__Exercise description__:
Return every line below exactly as written.

__Data in this exercise__:
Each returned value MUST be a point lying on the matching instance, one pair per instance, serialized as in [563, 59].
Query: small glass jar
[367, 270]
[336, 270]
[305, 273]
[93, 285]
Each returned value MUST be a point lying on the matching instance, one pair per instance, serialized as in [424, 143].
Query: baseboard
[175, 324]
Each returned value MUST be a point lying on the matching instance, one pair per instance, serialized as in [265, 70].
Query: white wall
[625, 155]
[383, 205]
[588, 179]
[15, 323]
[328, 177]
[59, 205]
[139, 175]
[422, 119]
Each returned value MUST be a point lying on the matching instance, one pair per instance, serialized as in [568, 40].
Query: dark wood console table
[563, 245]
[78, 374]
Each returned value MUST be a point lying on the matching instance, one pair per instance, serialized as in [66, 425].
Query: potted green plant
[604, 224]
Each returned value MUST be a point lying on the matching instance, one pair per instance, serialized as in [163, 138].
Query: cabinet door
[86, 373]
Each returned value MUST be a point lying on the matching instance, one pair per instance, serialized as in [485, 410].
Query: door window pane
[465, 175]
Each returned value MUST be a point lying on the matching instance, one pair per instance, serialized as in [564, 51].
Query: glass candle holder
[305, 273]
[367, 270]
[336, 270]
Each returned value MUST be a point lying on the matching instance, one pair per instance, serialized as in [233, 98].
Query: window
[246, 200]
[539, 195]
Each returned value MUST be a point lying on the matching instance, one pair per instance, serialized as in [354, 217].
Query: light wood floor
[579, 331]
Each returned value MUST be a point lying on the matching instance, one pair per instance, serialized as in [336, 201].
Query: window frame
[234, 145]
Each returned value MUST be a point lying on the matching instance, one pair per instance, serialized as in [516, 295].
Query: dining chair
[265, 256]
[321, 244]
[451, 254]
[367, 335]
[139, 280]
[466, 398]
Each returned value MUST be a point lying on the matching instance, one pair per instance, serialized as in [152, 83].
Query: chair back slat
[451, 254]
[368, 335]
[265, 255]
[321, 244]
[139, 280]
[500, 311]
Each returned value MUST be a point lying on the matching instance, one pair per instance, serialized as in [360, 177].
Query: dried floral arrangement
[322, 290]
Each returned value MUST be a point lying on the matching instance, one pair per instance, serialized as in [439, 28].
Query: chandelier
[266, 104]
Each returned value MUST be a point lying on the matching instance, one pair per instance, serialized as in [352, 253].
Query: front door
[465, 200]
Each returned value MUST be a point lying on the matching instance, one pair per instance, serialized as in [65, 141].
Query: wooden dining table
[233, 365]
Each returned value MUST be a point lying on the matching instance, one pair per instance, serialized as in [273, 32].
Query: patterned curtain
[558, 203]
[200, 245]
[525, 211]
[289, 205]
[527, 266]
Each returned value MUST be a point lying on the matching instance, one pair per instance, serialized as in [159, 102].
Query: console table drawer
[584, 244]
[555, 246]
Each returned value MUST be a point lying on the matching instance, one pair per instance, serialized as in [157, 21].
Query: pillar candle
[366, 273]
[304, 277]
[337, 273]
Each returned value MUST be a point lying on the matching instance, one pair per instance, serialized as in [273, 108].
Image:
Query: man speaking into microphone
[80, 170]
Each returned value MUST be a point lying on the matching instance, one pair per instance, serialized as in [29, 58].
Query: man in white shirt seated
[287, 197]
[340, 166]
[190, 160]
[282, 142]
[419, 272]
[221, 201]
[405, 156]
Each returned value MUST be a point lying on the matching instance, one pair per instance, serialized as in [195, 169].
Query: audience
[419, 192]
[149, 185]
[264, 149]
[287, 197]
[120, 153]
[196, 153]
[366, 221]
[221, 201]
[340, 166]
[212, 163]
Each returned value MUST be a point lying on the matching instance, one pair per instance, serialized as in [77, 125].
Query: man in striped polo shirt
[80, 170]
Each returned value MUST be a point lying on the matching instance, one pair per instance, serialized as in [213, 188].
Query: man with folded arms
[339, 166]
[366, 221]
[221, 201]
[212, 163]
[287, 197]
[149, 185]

__Response box__:
Each returned value MUST be a point lying on the matching instance, one pair per instance, serialized as in [563, 59].
Query: small glass jar
[367, 270]
[336, 270]
[305, 273]
[93, 285]
Each returned value MUST be a point lying on the matching instance, one pair per instance, serialized as in [424, 143].
Query: baseboard
[175, 324]
Each returned value MUST be a point lying on the matching instance, one pair per instance, serialized as in [265, 70].
Query: white wall
[625, 155]
[383, 205]
[588, 179]
[15, 323]
[328, 177]
[59, 205]
[139, 175]
[422, 119]
Each returned value MUST be a point lying on the matching instance, one pair per instance, serialized as in [568, 40].
Query: dark wood console table
[563, 245]
[78, 374]
Each returned value MUST be a point lying on the matching instance, one pair per instance, serialized as in [66, 425].
Query: potted green plant
[604, 224]
Each returned value MUST be a point lying on the matching instance, one pair per instance, serialized as in [163, 138].
Query: cabinet door
[86, 373]
Each returned value MUST be a point lying on the matching instance, one pair per instance, serialized as in [485, 410].
Query: door window pane
[465, 175]
Each returned value MUST be a point lying on the matching instance, one pair per instance, serialized as in [564, 51].
Query: glass candle holder
[305, 273]
[367, 270]
[336, 270]
Each returned value MUST be a point lying on the matching instance, one pair per instance, serialized as in [233, 98].
Query: window
[246, 200]
[539, 195]
Each returned value MUST be a point lying on the matching instance, one pair per instance, serialized as in [354, 217].
Query: light wood floor
[579, 331]
Each returned value MUST be a point lying on the matching instance, one pair per instance, serialized as in [336, 201].
Query: window frame
[234, 145]
Each returned value MUST be a point lying on the matching instance, one pair per instance, serialized as in [516, 295].
Query: dining chair
[265, 256]
[321, 244]
[451, 254]
[367, 335]
[139, 280]
[466, 398]
Each returned value MUST be a point lying on the matching instance, one pair per instance, serialized as in [152, 83].
Query: chair back slat
[451, 254]
[368, 335]
[265, 255]
[321, 244]
[139, 280]
[500, 311]
Each returned value MUST be a point lying on the matching instance, one pair per instance, serialized as in [360, 177].
Query: dried floral arrangement
[322, 290]
Each returned value MUST be a point lying on the matching instance, one pair per instance, serialized as in [439, 28].
Query: chandelier
[266, 104]
Each returned value MUST be a point lying on the matching instance, one pair per instance, serialized as in [352, 253].
Query: front door
[465, 200]
Each returned value MUST be a point lying on the matching instance, one pair per instance, serialized as in [65, 141].
Query: wooden dining table
[233, 365]
Each returned value MUST be a point lying on the matching instance, one pair per instance, serialized as in [273, 32].
Query: patterned curtain
[558, 203]
[200, 245]
[525, 211]
[289, 205]
[527, 266]
Each returned value MUST be a point lying on the matching instance, one pair per instance, serialized as in [159, 102].
Query: console table drawer
[584, 244]
[555, 246]
Each returned value MUST be a point lying on the matching instance, one pair per instance, serialized as in [157, 21].
Query: pillar candle
[366, 273]
[304, 277]
[337, 273]
Each returned value MUST be a point lying on the matching instance, one pair per instance, serialized as in [273, 108].
Image:
Query: man speaking into microphone
[80, 170]
Each returned value MUST be a point lying on the matching instance, one pair per instance, serialized as in [29, 58].
Query: man in white shirt seated
[287, 197]
[340, 166]
[190, 160]
[282, 142]
[419, 272]
[221, 201]
[405, 156]
Each returned value MUST be a point lying on the matching instance, one pair per instance, serialized as in [195, 169].
Query: audience
[419, 192]
[149, 185]
[264, 149]
[287, 197]
[120, 153]
[196, 153]
[366, 221]
[221, 201]
[340, 166]
[212, 163]
Each returned value MUST be a point lying on the matching instance, one pair per instance, serialized as in [77, 125].
Query: man in striped polo shirt
[80, 170]
Each returned value MUST be a point lying on the matching instance, one pair per instance, serialized as in [213, 188].
Query: man with folded arms
[339, 166]
[366, 221]
[221, 201]
[212, 163]
[287, 197]
[149, 185]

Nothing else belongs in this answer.